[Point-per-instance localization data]
^^^^^^^^

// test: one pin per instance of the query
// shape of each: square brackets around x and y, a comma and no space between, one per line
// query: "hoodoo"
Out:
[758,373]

^^^^^^^^

Find the lines above that contain the word "query" and copy each one.

• _EXERCISE OUTPUT_:
// test: one pin per instance of the query
// query: "hoodoo"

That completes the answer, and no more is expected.